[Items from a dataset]
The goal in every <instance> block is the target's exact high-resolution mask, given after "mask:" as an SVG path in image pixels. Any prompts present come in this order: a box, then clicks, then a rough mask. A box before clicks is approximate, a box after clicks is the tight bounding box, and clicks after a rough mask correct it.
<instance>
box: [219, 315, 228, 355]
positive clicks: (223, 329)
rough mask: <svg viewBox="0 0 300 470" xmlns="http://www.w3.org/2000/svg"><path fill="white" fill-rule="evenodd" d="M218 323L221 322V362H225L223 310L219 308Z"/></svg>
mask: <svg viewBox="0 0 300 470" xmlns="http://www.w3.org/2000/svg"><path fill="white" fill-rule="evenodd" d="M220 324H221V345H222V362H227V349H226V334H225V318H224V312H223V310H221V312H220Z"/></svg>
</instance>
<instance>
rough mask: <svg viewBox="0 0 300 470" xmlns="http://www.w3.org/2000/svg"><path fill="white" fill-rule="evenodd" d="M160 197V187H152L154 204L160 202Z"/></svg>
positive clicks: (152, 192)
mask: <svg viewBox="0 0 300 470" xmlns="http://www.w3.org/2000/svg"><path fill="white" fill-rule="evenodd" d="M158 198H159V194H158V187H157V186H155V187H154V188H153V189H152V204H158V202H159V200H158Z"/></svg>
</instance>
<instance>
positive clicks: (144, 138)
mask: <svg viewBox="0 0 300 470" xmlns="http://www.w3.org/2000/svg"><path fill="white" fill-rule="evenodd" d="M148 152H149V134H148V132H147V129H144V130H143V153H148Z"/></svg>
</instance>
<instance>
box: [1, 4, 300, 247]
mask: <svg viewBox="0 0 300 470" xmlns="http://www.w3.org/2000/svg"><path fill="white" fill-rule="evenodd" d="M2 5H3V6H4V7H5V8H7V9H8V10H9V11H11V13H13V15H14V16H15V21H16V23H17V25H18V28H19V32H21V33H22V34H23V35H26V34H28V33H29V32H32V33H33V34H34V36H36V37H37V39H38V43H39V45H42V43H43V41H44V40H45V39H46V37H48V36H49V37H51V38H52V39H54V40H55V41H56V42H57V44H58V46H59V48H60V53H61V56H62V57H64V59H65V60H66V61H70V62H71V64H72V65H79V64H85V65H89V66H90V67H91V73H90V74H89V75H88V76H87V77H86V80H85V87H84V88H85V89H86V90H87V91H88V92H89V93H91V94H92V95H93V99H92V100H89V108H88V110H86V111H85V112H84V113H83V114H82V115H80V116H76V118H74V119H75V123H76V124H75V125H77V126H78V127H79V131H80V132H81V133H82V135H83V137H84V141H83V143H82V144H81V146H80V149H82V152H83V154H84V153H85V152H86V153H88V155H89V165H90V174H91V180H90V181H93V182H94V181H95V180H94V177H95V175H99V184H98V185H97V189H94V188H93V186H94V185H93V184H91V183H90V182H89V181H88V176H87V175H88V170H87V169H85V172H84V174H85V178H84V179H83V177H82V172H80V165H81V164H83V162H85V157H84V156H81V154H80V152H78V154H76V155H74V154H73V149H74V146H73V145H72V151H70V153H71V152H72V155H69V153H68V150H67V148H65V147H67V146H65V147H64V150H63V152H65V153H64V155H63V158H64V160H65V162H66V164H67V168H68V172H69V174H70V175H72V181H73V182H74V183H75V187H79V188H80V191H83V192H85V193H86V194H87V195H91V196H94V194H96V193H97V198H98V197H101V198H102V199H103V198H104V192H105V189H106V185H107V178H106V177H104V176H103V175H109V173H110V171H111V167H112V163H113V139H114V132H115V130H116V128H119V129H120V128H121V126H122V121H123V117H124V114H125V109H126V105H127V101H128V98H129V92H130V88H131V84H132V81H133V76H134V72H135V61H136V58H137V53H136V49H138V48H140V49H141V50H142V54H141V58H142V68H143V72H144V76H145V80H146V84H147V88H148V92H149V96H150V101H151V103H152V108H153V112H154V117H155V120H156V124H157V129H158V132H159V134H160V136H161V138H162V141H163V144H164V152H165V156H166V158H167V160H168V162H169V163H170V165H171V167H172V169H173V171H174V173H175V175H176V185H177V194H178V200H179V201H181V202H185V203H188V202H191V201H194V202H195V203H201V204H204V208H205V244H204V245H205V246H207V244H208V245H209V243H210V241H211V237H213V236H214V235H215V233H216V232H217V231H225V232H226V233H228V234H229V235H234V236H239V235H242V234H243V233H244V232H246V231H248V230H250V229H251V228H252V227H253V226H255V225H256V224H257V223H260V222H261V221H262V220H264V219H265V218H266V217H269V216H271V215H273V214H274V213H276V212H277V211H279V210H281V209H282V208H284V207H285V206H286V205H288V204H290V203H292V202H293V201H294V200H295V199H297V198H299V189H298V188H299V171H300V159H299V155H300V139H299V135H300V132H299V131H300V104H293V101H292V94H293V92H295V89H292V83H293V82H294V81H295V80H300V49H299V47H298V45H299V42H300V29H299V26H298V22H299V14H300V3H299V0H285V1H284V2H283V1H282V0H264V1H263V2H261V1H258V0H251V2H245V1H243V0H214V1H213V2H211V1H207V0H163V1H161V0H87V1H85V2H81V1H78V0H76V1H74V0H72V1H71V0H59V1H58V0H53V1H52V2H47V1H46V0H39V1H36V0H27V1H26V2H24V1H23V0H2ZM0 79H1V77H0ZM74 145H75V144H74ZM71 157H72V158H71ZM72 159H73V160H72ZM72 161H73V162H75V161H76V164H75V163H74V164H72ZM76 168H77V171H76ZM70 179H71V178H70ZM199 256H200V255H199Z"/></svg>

**Work item**
Copy the records word for word.

**Solved exercise**
The goal in every <instance> block is the target's exact high-resolution mask, given after "mask:" as an SVG path in image pixels. Any prompts present come in this order: a box, then clicks, then a rough mask. A box before clicks is approximate, a box after clicks is the tight bounding box, and clicks after a rough mask correct it.
<instance>
box: [219, 315, 228, 355]
positive clicks: (223, 329)
rough mask: <svg viewBox="0 0 300 470" xmlns="http://www.w3.org/2000/svg"><path fill="white" fill-rule="evenodd" d="M218 323L221 322V362H225L223 310L219 308Z"/></svg>
mask: <svg viewBox="0 0 300 470" xmlns="http://www.w3.org/2000/svg"><path fill="white" fill-rule="evenodd" d="M220 324H221V345H222V362H227V349H226V334H225V318H224V312H223V310H221V312H220Z"/></svg>
</instance>
<instance>
rough mask: <svg viewBox="0 0 300 470" xmlns="http://www.w3.org/2000/svg"><path fill="white" fill-rule="evenodd" d="M160 197V187H152L154 204L160 202Z"/></svg>
positive clicks: (152, 192)
mask: <svg viewBox="0 0 300 470" xmlns="http://www.w3.org/2000/svg"><path fill="white" fill-rule="evenodd" d="M158 198H159V194H158V187H157V186H155V187H154V188H153V189H152V204H158V202H159V200H158Z"/></svg>
</instance>
<instance>
positive clicks: (144, 138)
mask: <svg viewBox="0 0 300 470" xmlns="http://www.w3.org/2000/svg"><path fill="white" fill-rule="evenodd" d="M148 152H149V134H148V132H147V129H144V130H143V153H148Z"/></svg>
</instance>
<instance>
box: [1, 4, 300, 247]
mask: <svg viewBox="0 0 300 470" xmlns="http://www.w3.org/2000/svg"><path fill="white" fill-rule="evenodd" d="M2 5H3V6H4V7H5V8H7V9H8V10H9V11H11V13H13V15H14V16H15V21H16V23H17V25H18V28H19V32H21V33H22V34H23V35H26V34H28V33H29V32H32V33H33V34H34V36H36V37H37V39H38V43H39V45H42V43H43V41H44V40H45V39H46V37H48V36H49V37H51V38H52V39H54V40H55V41H56V42H57V44H58V46H59V48H60V53H61V56H62V57H64V59H65V60H66V61H70V62H71V64H72V65H79V64H85V65H89V66H90V67H91V73H90V74H89V75H88V76H87V77H86V80H85V87H84V88H85V89H86V90H87V91H88V92H89V93H91V94H92V95H93V99H92V100H89V108H88V110H86V111H85V112H84V113H83V114H82V115H80V116H76V118H74V119H75V123H76V124H75V125H77V126H78V127H79V131H80V132H81V133H82V135H83V137H84V141H83V143H82V144H81V146H80V149H82V152H83V154H84V153H85V152H86V153H88V155H89V165H90V174H91V180H90V181H93V182H94V181H95V180H94V177H95V175H99V184H98V185H97V189H94V188H93V186H94V185H93V184H91V183H90V182H89V181H88V176H87V175H88V170H87V169H85V172H84V174H85V178H84V179H83V177H82V172H80V165H81V164H83V162H85V157H84V156H81V154H80V152H78V154H76V155H74V154H73V149H74V146H73V145H72V151H70V153H71V152H72V155H69V153H68V150H67V148H65V147H67V146H65V147H64V150H63V152H65V153H64V155H63V158H64V160H65V162H66V164H67V168H68V172H69V174H70V175H72V181H73V182H74V183H75V187H79V188H80V191H83V192H85V193H86V194H87V195H91V196H94V194H96V193H97V198H98V197H101V198H102V199H103V198H104V192H105V189H106V185H107V178H106V177H104V176H103V175H109V173H110V171H111V167H112V163H113V139H114V132H115V130H116V128H119V129H120V128H121V126H122V121H123V117H124V114H125V109H126V105H127V101H128V98H129V92H130V88H131V84H132V81H133V76H134V72H135V61H136V58H137V53H136V49H138V48H140V49H141V50H142V54H141V58H142V68H143V72H144V76H145V80H146V84H147V88H148V92H149V96H150V101H151V103H152V108H153V112H154V117H155V120H156V124H157V129H158V132H159V134H160V136H161V138H162V141H163V144H164V152H165V156H166V158H167V160H168V162H169V163H170V165H171V167H172V169H173V171H174V173H175V175H176V185H177V194H178V200H179V201H181V202H185V203H188V202H191V201H194V202H195V203H201V204H204V208H205V244H204V245H205V246H207V244H208V245H209V243H210V241H211V237H213V236H214V235H215V233H216V232H217V231H225V232H226V233H228V234H229V235H234V236H239V235H242V234H243V233H244V232H246V231H248V230H250V229H251V228H252V227H253V226H255V225H256V224H257V223H260V222H261V221H262V220H264V219H265V218H266V217H269V216H271V215H273V214H274V213H276V212H277V211H279V210H281V209H282V208H284V207H285V206H286V205H288V204H290V203H292V202H293V201H294V200H295V199H297V198H299V189H298V188H299V171H300V159H299V155H300V139H299V135H300V132H299V131H300V104H293V101H292V94H293V92H295V89H292V83H293V82H294V81H295V80H300V49H299V47H298V45H299V42H300V29H299V26H298V22H299V14H300V3H299V0H285V1H284V2H283V1H282V0H264V1H263V2H261V1H258V0H251V2H245V1H243V0H214V1H213V2H211V1H207V0H163V1H161V0H87V1H85V2H81V1H78V0H76V1H74V0H72V1H71V0H59V1H58V0H53V1H52V2H47V1H46V0H39V1H36V0H27V1H26V2H24V1H23V0H2ZM0 79H1V77H0ZM74 145H75V144H74ZM71 157H72V158H71ZM72 159H73V160H72ZM72 161H73V162H75V161H76V164H75V163H74V164H72ZM76 168H77V171H76ZM70 179H71V178H70ZM199 256H200V255H199Z"/></svg>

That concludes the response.